** start of Provided records **

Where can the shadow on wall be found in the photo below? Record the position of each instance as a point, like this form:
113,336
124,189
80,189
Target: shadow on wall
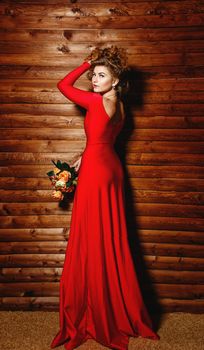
134,101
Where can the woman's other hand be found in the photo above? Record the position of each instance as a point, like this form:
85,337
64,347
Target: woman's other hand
77,164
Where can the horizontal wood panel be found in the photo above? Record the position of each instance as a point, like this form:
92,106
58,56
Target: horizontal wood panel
68,109
161,249
57,260
153,209
61,234
54,274
132,47
52,304
68,148
48,74
187,291
106,8
77,135
145,222
137,158
140,196
38,84
151,122
142,60
39,171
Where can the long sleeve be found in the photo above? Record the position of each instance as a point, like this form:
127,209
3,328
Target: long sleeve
78,96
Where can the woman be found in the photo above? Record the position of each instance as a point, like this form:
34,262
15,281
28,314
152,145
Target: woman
100,297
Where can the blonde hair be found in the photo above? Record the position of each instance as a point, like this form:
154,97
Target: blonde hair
115,59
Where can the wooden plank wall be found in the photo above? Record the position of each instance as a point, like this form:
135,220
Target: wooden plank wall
41,41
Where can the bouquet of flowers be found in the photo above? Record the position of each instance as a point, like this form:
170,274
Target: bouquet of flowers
63,178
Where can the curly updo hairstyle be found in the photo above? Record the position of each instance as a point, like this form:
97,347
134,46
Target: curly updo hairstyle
115,59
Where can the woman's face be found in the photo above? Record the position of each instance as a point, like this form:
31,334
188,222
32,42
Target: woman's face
102,79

** end of Provided records **

Exercise prompt => Revise the portion of the material from the line containing "Where can the bouquet" through the end of the material, putting "occurrence" wherever "instance" appears and leaving everything else unchanged. Give only that portion.

Completed task =>
Where can the bouquet of flowers be found in the photo above? Record the position of each occurrence as a point, like this form:
170,274
Target: bouquet of flowers
63,178
Where can the curly updo hairstyle be found in the photo above? Record the position of each occurrence as a point, like this form:
97,347
134,46
Target: curly updo hairstyle
115,59
Where can the woman's face be found in the photo above? Record the position of each occurrence as a point, like this form:
31,334
188,222
32,42
Target: woman's face
102,79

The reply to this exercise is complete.